▶ [Short exercise]
Exactly reproduce the lines from the one containing "floral dress, one line per instance." through the last line of the data, both ends included, leaving out pictures.

▶ [Given records]
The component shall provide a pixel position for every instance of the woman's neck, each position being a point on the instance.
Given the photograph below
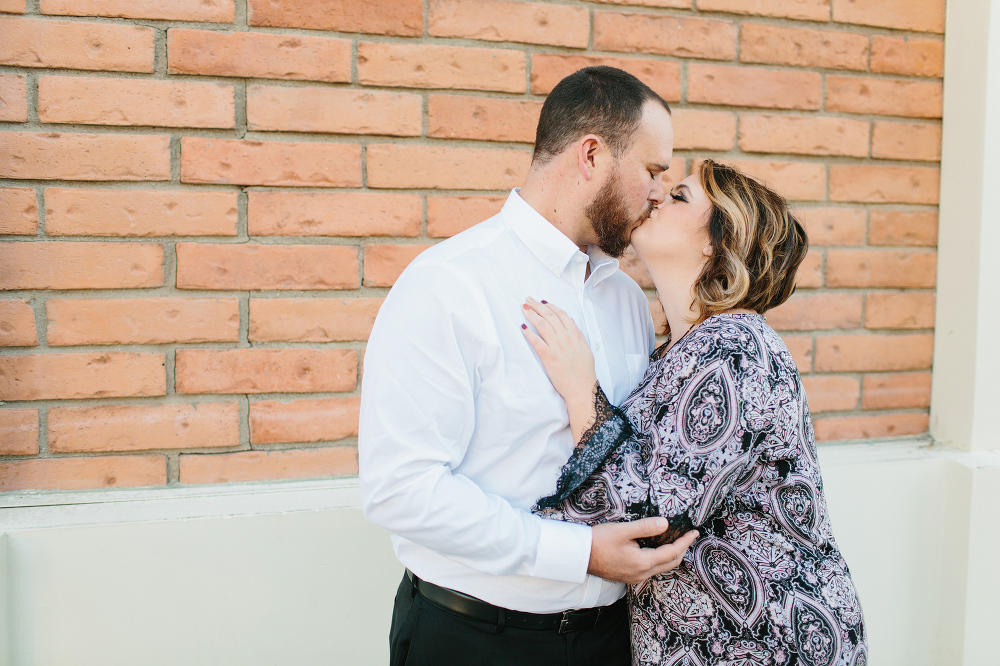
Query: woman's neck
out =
(674, 288)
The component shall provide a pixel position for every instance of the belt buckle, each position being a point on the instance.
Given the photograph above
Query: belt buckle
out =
(565, 622)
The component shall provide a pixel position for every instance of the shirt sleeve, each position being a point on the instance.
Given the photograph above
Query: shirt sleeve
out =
(417, 419)
(599, 443)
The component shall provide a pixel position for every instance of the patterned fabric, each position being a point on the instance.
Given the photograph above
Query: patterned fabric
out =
(719, 437)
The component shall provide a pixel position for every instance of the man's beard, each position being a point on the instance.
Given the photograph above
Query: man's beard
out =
(610, 218)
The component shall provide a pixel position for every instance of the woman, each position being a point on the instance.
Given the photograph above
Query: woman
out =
(716, 437)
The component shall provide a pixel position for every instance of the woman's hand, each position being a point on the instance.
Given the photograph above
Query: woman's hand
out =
(567, 359)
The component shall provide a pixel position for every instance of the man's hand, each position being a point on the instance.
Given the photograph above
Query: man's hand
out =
(614, 554)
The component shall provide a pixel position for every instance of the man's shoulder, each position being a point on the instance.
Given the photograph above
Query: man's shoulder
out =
(623, 284)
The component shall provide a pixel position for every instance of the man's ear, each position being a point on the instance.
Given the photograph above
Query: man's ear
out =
(590, 150)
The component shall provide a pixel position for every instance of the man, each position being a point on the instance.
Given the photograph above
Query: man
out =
(461, 431)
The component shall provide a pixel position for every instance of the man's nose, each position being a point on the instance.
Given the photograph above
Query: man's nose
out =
(659, 193)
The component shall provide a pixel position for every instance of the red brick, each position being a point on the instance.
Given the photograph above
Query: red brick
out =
(801, 47)
(831, 393)
(32, 42)
(878, 184)
(449, 215)
(900, 310)
(880, 268)
(248, 266)
(798, 181)
(501, 21)
(806, 312)
(801, 349)
(142, 321)
(268, 465)
(17, 324)
(18, 432)
(869, 427)
(632, 266)
(239, 162)
(144, 427)
(894, 227)
(327, 419)
(676, 172)
(64, 265)
(810, 273)
(385, 17)
(83, 212)
(206, 11)
(258, 55)
(908, 56)
(665, 35)
(312, 319)
(384, 262)
(32, 155)
(80, 473)
(753, 86)
(874, 353)
(678, 4)
(548, 69)
(482, 118)
(108, 101)
(922, 15)
(266, 370)
(438, 66)
(13, 98)
(299, 109)
(18, 211)
(897, 390)
(804, 135)
(695, 129)
(446, 167)
(75, 376)
(906, 141)
(833, 226)
(274, 213)
(886, 97)
(810, 10)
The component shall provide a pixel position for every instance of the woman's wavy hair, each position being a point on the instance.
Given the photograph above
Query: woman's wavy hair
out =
(757, 244)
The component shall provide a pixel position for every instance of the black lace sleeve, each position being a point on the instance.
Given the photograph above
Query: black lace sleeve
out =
(610, 429)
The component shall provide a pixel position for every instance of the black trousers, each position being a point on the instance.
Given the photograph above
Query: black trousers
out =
(425, 634)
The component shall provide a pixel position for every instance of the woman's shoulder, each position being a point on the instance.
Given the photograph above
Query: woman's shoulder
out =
(744, 337)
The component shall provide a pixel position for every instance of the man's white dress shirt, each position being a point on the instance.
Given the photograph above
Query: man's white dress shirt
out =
(461, 430)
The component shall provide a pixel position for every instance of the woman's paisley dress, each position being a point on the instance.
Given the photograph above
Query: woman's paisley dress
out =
(718, 436)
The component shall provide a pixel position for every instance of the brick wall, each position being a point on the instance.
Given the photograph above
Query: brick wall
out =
(204, 202)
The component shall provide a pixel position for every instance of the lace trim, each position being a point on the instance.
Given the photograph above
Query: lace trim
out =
(609, 431)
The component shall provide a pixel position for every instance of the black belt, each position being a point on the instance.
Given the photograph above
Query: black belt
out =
(477, 609)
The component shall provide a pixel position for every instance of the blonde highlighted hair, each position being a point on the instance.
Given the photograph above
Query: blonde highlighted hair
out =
(757, 244)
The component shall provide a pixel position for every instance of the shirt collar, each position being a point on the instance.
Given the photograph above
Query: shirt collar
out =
(551, 246)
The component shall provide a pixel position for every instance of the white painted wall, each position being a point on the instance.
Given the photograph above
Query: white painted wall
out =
(291, 573)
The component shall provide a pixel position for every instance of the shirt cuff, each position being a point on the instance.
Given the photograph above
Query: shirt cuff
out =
(563, 551)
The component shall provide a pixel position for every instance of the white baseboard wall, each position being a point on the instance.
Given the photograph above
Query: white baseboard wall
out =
(291, 573)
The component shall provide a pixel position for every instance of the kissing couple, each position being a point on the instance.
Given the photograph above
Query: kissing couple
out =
(560, 488)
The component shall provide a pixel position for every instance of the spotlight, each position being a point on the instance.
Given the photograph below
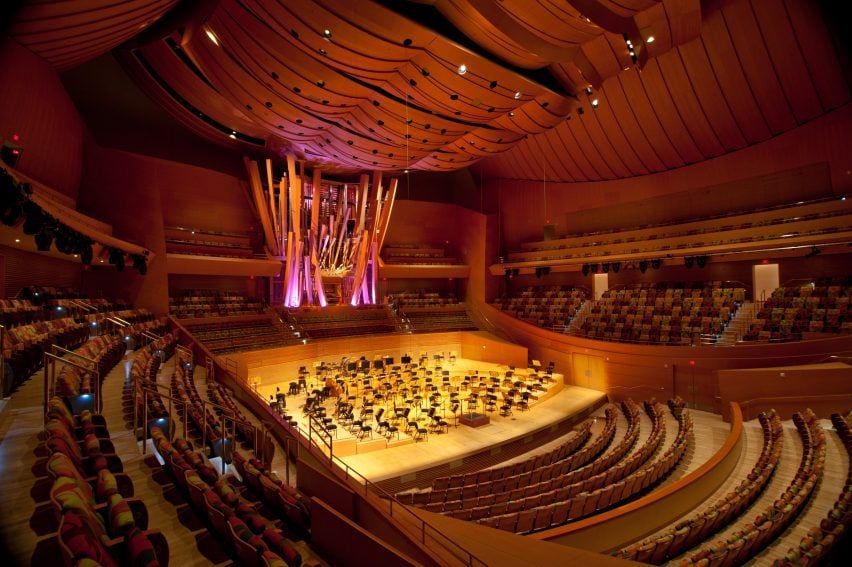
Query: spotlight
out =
(116, 258)
(140, 264)
(86, 253)
(44, 239)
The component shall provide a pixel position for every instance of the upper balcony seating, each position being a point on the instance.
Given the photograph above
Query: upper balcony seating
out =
(662, 313)
(416, 254)
(421, 298)
(797, 223)
(698, 528)
(821, 307)
(208, 243)
(437, 319)
(551, 307)
(236, 336)
(342, 321)
(15, 312)
(213, 303)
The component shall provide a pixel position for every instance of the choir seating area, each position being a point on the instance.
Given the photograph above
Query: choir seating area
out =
(799, 223)
(202, 303)
(551, 307)
(663, 313)
(416, 254)
(207, 243)
(234, 335)
(421, 298)
(341, 321)
(821, 306)
(437, 319)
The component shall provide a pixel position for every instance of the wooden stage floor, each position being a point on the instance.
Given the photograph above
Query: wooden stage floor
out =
(400, 462)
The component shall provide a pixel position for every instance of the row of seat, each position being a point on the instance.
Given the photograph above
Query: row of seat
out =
(819, 541)
(697, 528)
(751, 537)
(553, 513)
(562, 477)
(99, 521)
(538, 462)
(252, 539)
(24, 346)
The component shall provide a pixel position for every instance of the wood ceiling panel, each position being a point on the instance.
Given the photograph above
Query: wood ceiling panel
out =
(787, 59)
(752, 54)
(705, 86)
(613, 97)
(814, 40)
(67, 34)
(653, 129)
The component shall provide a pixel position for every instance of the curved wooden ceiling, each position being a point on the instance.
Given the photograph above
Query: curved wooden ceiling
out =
(352, 86)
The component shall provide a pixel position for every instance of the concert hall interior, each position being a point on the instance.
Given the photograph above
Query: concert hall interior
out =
(425, 282)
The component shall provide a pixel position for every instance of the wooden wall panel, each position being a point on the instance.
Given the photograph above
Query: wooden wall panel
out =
(822, 140)
(27, 268)
(36, 107)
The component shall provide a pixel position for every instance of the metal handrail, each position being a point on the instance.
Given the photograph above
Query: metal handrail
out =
(57, 350)
(50, 361)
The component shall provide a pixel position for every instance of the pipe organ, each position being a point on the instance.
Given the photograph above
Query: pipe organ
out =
(326, 233)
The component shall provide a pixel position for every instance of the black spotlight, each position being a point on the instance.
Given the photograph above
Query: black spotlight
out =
(44, 239)
(35, 218)
(116, 258)
(86, 253)
(140, 264)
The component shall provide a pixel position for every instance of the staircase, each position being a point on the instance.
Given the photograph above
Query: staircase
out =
(738, 325)
(579, 317)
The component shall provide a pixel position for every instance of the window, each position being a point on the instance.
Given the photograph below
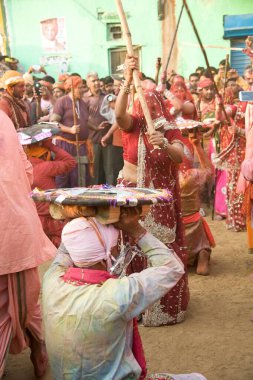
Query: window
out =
(239, 60)
(117, 57)
(114, 32)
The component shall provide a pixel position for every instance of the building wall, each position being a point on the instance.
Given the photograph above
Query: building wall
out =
(208, 17)
(86, 34)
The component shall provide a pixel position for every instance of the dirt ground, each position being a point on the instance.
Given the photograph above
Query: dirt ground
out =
(216, 337)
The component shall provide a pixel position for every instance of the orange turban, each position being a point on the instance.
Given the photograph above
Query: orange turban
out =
(63, 77)
(76, 80)
(10, 78)
(59, 85)
(35, 150)
(46, 84)
(205, 83)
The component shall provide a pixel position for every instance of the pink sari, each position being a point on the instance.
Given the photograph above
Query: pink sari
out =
(19, 312)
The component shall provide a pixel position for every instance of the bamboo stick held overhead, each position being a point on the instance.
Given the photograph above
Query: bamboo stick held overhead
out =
(80, 182)
(136, 78)
(174, 38)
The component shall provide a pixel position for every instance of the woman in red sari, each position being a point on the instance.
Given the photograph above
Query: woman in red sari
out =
(145, 166)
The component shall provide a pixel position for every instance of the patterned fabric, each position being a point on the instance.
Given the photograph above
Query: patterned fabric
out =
(156, 170)
(232, 159)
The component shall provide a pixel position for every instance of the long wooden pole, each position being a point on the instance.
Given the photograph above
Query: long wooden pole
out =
(174, 38)
(205, 56)
(136, 78)
(80, 182)
(225, 75)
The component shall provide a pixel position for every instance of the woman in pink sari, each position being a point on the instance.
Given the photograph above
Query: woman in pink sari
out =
(145, 166)
(232, 154)
(24, 246)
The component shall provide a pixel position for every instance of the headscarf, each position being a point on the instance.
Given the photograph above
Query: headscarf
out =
(17, 106)
(59, 85)
(205, 83)
(75, 79)
(63, 77)
(35, 150)
(10, 78)
(89, 242)
(28, 78)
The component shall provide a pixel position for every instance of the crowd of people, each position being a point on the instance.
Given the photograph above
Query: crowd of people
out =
(200, 150)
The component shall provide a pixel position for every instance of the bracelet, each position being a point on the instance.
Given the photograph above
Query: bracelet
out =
(125, 88)
(165, 144)
(168, 94)
(134, 241)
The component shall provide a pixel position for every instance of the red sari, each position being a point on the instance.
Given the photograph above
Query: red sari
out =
(156, 170)
(232, 156)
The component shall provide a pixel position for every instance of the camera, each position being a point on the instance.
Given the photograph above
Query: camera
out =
(37, 88)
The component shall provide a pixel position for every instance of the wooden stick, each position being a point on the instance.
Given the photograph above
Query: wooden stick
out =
(80, 182)
(205, 57)
(225, 75)
(174, 38)
(136, 78)
(211, 46)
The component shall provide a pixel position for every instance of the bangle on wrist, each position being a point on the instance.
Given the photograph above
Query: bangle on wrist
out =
(125, 88)
(165, 144)
(168, 94)
(134, 240)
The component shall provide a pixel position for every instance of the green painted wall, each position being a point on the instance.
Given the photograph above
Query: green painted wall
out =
(86, 35)
(208, 17)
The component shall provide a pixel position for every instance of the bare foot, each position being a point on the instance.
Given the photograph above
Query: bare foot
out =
(219, 217)
(39, 357)
(203, 263)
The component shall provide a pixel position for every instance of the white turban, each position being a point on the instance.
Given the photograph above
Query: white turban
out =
(89, 242)
(28, 78)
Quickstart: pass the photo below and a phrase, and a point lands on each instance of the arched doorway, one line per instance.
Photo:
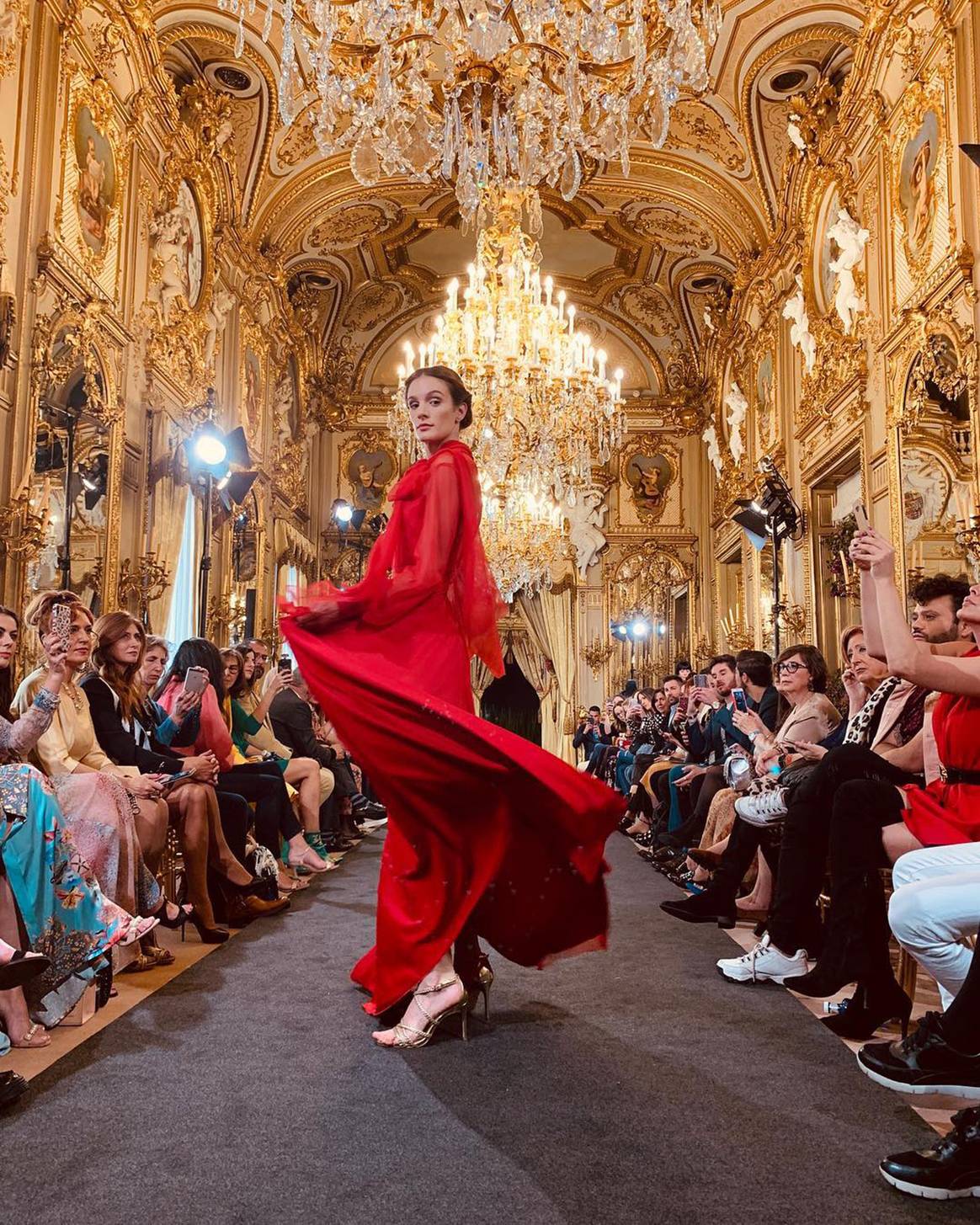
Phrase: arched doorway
(510, 700)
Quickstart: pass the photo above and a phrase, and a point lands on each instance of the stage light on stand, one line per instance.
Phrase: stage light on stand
(212, 455)
(772, 516)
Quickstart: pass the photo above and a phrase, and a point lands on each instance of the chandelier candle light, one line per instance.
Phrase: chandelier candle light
(498, 92)
(543, 404)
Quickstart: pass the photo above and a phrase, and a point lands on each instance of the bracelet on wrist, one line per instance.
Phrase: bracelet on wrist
(47, 700)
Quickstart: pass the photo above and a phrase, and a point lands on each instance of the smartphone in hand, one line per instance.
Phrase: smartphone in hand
(61, 619)
(195, 680)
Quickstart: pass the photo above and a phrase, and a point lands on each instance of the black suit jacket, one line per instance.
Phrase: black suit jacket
(293, 724)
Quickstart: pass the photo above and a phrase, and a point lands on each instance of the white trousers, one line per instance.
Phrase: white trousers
(935, 907)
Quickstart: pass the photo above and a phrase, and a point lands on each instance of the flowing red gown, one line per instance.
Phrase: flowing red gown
(485, 829)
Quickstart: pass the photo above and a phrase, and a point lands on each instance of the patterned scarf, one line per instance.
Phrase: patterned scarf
(859, 729)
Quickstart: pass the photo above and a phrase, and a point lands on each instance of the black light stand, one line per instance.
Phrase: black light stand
(204, 573)
(773, 516)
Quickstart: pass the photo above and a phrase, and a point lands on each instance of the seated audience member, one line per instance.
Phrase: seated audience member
(301, 773)
(881, 738)
(874, 821)
(802, 683)
(589, 732)
(613, 726)
(126, 724)
(293, 723)
(45, 887)
(115, 815)
(941, 1056)
(710, 743)
(256, 782)
(935, 909)
(646, 742)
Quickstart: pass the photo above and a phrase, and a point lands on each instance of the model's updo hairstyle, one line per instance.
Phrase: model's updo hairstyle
(457, 388)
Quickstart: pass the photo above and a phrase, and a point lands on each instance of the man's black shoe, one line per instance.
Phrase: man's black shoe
(13, 1087)
(924, 1063)
(370, 811)
(950, 1170)
(705, 907)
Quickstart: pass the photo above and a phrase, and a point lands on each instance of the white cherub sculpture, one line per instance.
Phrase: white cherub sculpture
(584, 528)
(170, 233)
(799, 333)
(714, 451)
(221, 304)
(738, 409)
(850, 240)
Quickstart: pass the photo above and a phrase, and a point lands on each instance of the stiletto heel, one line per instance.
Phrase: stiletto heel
(408, 1036)
(21, 968)
(864, 1014)
(207, 935)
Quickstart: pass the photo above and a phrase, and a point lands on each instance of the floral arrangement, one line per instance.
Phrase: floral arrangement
(838, 543)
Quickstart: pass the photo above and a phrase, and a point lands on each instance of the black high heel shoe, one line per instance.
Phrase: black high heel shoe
(164, 919)
(869, 1009)
(481, 987)
(207, 935)
(21, 968)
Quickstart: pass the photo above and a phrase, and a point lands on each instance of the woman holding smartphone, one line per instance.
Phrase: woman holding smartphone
(125, 727)
(47, 891)
(256, 782)
(115, 816)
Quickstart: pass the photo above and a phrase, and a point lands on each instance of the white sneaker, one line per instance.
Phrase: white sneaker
(764, 809)
(764, 963)
(374, 823)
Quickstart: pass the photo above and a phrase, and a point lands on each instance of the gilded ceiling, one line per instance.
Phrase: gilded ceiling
(642, 258)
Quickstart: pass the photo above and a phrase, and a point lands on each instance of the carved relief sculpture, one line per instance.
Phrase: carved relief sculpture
(738, 411)
(917, 191)
(649, 468)
(586, 519)
(714, 451)
(850, 240)
(221, 304)
(799, 333)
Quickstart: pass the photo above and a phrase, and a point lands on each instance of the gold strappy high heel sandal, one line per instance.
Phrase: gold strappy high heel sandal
(407, 1036)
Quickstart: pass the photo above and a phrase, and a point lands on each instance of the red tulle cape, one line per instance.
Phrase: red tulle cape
(484, 827)
(482, 823)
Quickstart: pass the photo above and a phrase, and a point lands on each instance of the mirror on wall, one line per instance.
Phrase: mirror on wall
(936, 458)
(72, 476)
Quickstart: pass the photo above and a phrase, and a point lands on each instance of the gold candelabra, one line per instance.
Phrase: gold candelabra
(597, 654)
(739, 635)
(705, 649)
(143, 581)
(968, 539)
(24, 527)
(791, 618)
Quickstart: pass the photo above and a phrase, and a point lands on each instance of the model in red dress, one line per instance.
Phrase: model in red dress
(487, 834)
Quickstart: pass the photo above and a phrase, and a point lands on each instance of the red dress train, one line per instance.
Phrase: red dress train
(484, 827)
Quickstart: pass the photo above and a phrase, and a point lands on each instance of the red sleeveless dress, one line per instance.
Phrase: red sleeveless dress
(944, 813)
(485, 829)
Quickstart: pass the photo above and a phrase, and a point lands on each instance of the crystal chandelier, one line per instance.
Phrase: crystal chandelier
(543, 407)
(503, 92)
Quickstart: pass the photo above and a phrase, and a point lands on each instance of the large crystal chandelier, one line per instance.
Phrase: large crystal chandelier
(500, 92)
(543, 407)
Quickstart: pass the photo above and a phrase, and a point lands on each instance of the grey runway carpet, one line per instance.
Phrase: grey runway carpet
(629, 1087)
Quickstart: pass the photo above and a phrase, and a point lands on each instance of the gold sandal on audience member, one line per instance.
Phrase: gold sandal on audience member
(29, 1044)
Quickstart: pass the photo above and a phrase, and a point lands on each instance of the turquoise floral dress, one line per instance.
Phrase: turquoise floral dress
(62, 909)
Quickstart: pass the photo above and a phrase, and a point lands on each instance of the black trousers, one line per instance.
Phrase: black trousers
(799, 858)
(702, 791)
(263, 784)
(237, 816)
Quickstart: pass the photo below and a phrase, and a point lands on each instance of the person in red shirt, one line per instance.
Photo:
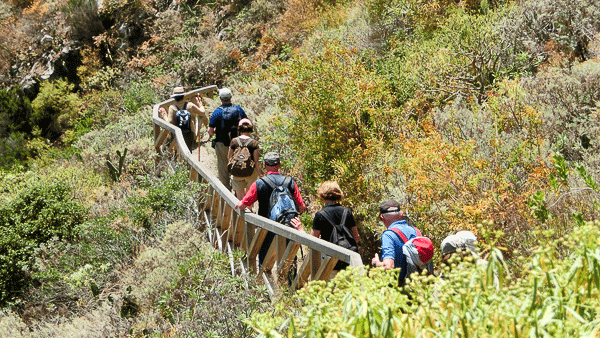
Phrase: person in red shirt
(261, 191)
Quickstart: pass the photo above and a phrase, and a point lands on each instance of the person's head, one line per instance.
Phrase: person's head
(389, 212)
(245, 126)
(178, 93)
(330, 191)
(225, 95)
(271, 161)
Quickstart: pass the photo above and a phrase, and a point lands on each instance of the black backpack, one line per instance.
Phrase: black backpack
(182, 119)
(229, 122)
(282, 207)
(340, 234)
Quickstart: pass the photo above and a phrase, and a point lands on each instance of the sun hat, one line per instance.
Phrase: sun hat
(225, 94)
(271, 159)
(389, 206)
(418, 251)
(178, 91)
(245, 121)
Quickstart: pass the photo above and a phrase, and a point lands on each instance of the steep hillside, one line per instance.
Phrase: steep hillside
(477, 115)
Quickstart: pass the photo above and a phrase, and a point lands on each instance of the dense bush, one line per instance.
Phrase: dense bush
(55, 107)
(35, 216)
(556, 296)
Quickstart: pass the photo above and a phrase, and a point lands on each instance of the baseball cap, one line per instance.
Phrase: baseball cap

▶ [Task result]
Quickstart: pass the photo above and a phrase, and a point lands on each instance of the turquoise floral dress, one line per instance.
Phrase: turquoise floral dress
(62, 909)
Quickstart: pass the photo above and a phrase, and a point lands on each instance of the black trousers, one line per instance.
Phrase: black trousers
(799, 858)
(702, 791)
(263, 784)
(237, 816)
Quickstart: pass the photo below and a phrase, and a point lands on each instance of the person in red shirt, one line per instance.
Photo:
Phrase: person in red shirt
(261, 191)
Quickstart: pass the photo above and a phrase, and a point lands on each instance of the person's head, one line per instance.
Phrase: person's head
(389, 212)
(245, 126)
(178, 93)
(330, 191)
(225, 95)
(271, 161)
Quickstart: pass the photo above and a phrase, and a point lands on each instance of the black backpack, one line per instance.
Phrase: black backpack
(182, 119)
(229, 122)
(282, 207)
(340, 234)
Quickstart: pass the photo above and a phrase, and a point lands on each instance of the sun hat, one line per instance.
Phrase: sun hat
(225, 94)
(271, 159)
(389, 206)
(418, 251)
(178, 91)
(245, 121)
Quickstart: pass the photo above and a phrase, and a point lands on each instance of the steep hillside, one line per instance.
Phrase: steep hillside
(477, 115)
Quickstart: pass the photo above and a phrase, and a point lands on each instance of the dense bush, one line per instance.
Phrase: dense bush
(55, 107)
(35, 216)
(556, 296)
Quickstart: pass the photo above and a phrase, and a point lands on each instance of the baseball cap, one line per instance.
Phrase: baseball cap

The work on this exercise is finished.